### GOAL
In your copy, leave out the pictures; write out all the data exactly.

===== GIVEN DATA

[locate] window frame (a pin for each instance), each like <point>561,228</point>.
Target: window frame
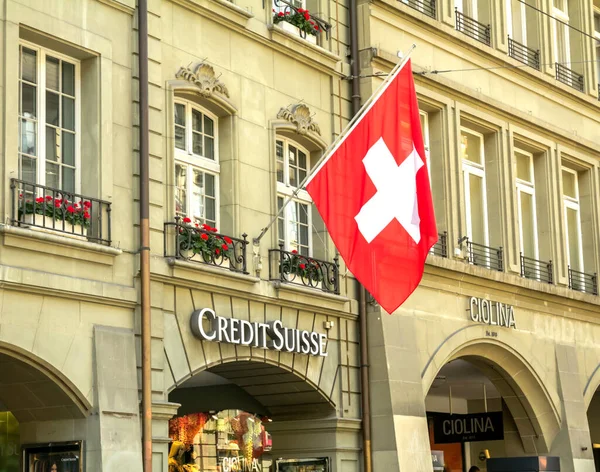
<point>473,168</point>
<point>528,187</point>
<point>41,54</point>
<point>573,203</point>
<point>286,190</point>
<point>195,161</point>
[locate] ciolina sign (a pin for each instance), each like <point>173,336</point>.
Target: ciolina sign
<point>271,335</point>
<point>492,313</point>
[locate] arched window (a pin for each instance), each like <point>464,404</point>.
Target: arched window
<point>295,222</point>
<point>196,163</point>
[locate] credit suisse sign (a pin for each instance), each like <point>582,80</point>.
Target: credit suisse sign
<point>271,335</point>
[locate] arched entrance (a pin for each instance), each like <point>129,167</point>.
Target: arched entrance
<point>33,391</point>
<point>231,411</point>
<point>487,401</point>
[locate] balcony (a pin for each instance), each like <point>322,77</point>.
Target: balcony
<point>569,77</point>
<point>483,256</point>
<point>473,28</point>
<point>291,267</point>
<point>58,212</point>
<point>536,270</point>
<point>202,244</point>
<point>441,247</point>
<point>523,54</point>
<point>582,282</point>
<point>427,7</point>
<point>299,21</point>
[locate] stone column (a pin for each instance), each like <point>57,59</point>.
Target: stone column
<point>400,438</point>
<point>573,443</point>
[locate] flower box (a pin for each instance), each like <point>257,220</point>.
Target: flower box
<point>51,225</point>
<point>284,25</point>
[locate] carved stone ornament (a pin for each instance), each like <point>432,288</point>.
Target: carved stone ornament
<point>202,75</point>
<point>299,114</point>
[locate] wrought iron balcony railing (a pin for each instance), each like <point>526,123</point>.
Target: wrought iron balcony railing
<point>484,256</point>
<point>186,241</point>
<point>50,209</point>
<point>319,25</point>
<point>583,282</point>
<point>291,267</point>
<point>473,28</point>
<point>523,54</point>
<point>536,270</point>
<point>427,7</point>
<point>569,77</point>
<point>441,247</point>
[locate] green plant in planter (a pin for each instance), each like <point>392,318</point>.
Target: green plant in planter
<point>301,266</point>
<point>203,241</point>
<point>75,213</point>
<point>300,18</point>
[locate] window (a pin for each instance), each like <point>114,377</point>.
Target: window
<point>526,206</point>
<point>562,50</point>
<point>294,223</point>
<point>572,217</point>
<point>196,164</point>
<point>473,163</point>
<point>49,120</point>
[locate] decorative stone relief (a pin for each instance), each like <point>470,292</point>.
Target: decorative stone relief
<point>299,115</point>
<point>203,76</point>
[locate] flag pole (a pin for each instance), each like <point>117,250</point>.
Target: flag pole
<point>337,142</point>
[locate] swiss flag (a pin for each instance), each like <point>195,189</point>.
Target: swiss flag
<point>374,196</point>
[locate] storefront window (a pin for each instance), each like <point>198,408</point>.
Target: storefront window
<point>227,441</point>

==========

### EXERCISE RESPONSE
[locate] window frame (a pin for each instance), each like <point>561,228</point>.
Target: window frame
<point>473,168</point>
<point>528,187</point>
<point>41,54</point>
<point>573,203</point>
<point>286,190</point>
<point>195,161</point>
[locate] ciolina sign (a pin for each instance), each like <point>173,336</point>.
Target: ciolina sign
<point>271,335</point>
<point>492,313</point>
[locate] arched window (a pin for each instance), each like <point>464,404</point>.
Target: arched window
<point>295,222</point>
<point>196,163</point>
[locate] credit suisse sign (a pin for each instance), each like <point>582,80</point>.
Target: credit suisse sign
<point>271,335</point>
[locate] arched entrance (a pin for each instance), each like <point>129,167</point>.
Target: arched entrance
<point>33,391</point>
<point>231,411</point>
<point>487,401</point>
[locate] balcony (a pin for each instance), each like <point>322,77</point>.
Target: balcony
<point>569,77</point>
<point>483,256</point>
<point>473,28</point>
<point>291,267</point>
<point>58,212</point>
<point>536,270</point>
<point>202,244</point>
<point>441,247</point>
<point>523,54</point>
<point>582,282</point>
<point>427,7</point>
<point>299,21</point>
[locate] stone column (a pin for each instance), each like <point>57,59</point>.
Target: stone column
<point>400,438</point>
<point>573,443</point>
[locate] flower box (a pin for each instance), each like <point>257,220</point>.
Target: flower box
<point>51,225</point>
<point>284,25</point>
[locate] carved stone ornament (a pin for each instance), each like <point>432,288</point>.
Target: carved stone ornament
<point>202,75</point>
<point>299,114</point>
[locate] wrought iron balcony railing (a pin for each instance), each like <point>526,123</point>.
Target: wrought iron balcony railing
<point>484,256</point>
<point>186,241</point>
<point>50,209</point>
<point>319,25</point>
<point>583,282</point>
<point>291,267</point>
<point>473,28</point>
<point>523,54</point>
<point>536,270</point>
<point>427,7</point>
<point>569,77</point>
<point>441,247</point>
[locate] green plant in planter (a pin for each instance), each like <point>392,318</point>.
Target: green plant in planter
<point>301,266</point>
<point>203,241</point>
<point>75,213</point>
<point>300,18</point>
[locate] window (a pin for each instance), each like <point>114,377</point>.
Target: window
<point>526,206</point>
<point>562,50</point>
<point>294,223</point>
<point>572,217</point>
<point>196,164</point>
<point>473,163</point>
<point>49,120</point>
[locate] decorative stone relief (a pin for each instance), each like <point>470,292</point>.
Target: decorative stone relief
<point>299,115</point>
<point>203,76</point>
[locate] flag pole (a pin for each instance), each like <point>117,250</point>.
Target: flag pole
<point>337,142</point>
[locate] swiss flag (a pin for each instance), each like <point>195,189</point>.
Target: swiss flag
<point>374,196</point>
[locate] storefront window (a pin for each instance), each like <point>198,408</point>.
Target: storefront window
<point>227,441</point>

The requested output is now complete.